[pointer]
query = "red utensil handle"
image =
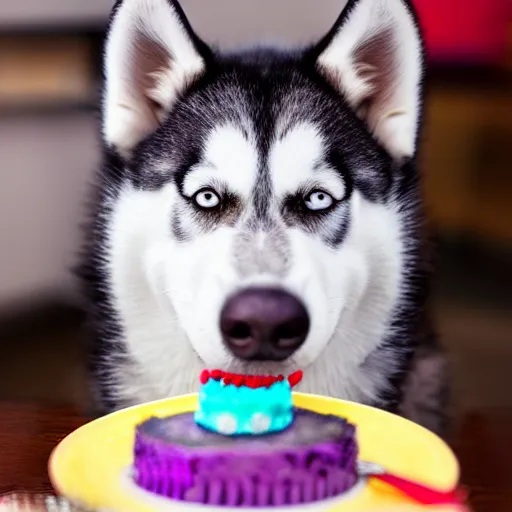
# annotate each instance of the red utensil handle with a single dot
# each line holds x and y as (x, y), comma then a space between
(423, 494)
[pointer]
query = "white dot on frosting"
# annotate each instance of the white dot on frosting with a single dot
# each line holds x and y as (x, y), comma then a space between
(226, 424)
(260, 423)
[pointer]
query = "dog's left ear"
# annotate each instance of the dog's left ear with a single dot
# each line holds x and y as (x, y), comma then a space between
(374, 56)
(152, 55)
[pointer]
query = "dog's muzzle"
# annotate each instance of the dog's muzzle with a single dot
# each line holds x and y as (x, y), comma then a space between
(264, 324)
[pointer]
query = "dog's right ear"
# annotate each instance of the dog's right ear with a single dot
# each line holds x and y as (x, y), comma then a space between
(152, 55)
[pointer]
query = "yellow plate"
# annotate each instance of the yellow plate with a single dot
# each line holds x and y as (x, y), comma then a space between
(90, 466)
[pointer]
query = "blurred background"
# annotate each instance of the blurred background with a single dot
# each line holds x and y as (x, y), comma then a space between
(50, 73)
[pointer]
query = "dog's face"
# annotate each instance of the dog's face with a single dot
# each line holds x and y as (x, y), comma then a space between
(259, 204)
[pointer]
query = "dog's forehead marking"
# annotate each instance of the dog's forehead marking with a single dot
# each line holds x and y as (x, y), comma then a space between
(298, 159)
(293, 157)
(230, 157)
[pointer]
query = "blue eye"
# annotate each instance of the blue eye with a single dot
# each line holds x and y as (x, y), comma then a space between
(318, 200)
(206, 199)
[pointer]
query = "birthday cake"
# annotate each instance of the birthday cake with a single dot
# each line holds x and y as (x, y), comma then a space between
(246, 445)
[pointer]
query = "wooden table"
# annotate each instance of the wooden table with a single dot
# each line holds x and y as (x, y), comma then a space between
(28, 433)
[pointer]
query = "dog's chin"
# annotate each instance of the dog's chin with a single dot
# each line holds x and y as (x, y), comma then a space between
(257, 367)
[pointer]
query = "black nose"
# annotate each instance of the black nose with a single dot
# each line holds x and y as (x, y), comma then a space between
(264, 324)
--------
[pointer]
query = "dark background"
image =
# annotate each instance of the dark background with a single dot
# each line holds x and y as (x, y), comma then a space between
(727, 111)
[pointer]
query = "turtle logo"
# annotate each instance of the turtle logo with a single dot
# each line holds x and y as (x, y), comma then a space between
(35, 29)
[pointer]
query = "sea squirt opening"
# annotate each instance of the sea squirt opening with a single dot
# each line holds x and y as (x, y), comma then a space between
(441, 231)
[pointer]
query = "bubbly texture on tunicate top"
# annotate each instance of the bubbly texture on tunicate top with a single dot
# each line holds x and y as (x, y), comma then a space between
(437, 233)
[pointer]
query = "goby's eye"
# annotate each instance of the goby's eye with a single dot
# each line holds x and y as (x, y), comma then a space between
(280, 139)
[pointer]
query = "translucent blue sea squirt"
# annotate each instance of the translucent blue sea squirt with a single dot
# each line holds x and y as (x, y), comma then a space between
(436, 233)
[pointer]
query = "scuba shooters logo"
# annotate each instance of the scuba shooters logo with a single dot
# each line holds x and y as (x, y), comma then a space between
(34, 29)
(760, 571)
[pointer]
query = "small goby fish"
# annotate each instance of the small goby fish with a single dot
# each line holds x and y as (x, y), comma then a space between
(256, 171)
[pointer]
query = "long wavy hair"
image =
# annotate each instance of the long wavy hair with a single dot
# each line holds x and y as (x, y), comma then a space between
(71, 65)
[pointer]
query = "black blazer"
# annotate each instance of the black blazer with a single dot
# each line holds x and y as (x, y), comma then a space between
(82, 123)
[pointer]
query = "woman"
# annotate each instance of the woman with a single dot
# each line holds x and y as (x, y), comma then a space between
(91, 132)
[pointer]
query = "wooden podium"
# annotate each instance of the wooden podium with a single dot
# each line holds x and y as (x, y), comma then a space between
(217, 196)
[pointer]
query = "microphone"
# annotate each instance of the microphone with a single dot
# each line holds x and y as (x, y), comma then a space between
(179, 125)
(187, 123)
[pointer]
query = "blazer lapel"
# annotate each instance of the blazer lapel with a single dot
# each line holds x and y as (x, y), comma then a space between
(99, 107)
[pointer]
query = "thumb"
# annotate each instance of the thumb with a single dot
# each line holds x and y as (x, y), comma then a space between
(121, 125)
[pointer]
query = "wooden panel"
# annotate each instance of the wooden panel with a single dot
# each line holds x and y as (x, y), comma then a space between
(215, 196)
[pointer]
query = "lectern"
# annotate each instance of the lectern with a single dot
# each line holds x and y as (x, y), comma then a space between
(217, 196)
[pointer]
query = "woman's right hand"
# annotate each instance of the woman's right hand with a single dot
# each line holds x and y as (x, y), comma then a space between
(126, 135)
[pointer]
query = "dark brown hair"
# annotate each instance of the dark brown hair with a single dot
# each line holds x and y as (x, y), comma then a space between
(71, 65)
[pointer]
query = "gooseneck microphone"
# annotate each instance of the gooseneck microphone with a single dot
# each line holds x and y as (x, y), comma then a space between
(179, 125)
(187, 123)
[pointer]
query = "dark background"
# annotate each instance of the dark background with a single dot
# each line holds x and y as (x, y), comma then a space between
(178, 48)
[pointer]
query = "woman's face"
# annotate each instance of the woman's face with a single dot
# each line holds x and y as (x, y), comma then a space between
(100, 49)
--------
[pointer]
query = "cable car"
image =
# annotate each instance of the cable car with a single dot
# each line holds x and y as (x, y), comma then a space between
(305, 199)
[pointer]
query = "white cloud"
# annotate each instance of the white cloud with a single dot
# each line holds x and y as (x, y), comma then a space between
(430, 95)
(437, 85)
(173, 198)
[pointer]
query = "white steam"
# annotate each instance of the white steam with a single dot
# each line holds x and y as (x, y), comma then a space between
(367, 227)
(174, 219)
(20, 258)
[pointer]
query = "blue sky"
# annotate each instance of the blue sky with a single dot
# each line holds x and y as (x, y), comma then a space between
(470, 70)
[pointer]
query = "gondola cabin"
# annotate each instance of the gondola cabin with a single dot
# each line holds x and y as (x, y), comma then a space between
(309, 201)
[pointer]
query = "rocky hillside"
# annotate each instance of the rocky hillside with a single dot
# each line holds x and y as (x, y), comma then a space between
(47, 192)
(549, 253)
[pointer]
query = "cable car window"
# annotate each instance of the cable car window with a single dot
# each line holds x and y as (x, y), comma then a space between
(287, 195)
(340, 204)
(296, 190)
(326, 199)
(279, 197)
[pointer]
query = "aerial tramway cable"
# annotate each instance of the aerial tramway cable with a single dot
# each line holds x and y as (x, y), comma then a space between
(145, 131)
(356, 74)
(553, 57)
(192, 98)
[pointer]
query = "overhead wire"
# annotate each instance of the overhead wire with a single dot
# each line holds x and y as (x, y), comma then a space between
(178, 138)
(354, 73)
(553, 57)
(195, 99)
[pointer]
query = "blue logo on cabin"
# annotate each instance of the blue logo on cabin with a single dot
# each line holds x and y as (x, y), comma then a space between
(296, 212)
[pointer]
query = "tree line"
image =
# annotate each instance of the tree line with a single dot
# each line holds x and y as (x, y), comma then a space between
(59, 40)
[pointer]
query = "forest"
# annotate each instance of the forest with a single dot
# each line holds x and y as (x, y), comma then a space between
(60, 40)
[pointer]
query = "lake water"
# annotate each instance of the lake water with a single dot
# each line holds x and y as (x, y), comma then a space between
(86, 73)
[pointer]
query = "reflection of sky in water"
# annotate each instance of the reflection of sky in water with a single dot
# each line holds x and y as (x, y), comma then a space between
--------
THE TASK:
Report every line of the entries above that contains the word "birthday", copying each such line in full.

RESPONSE TO THIS EXERCISE:
query = "birthday cake"
# annotate each instance of the birthday cake with a single dot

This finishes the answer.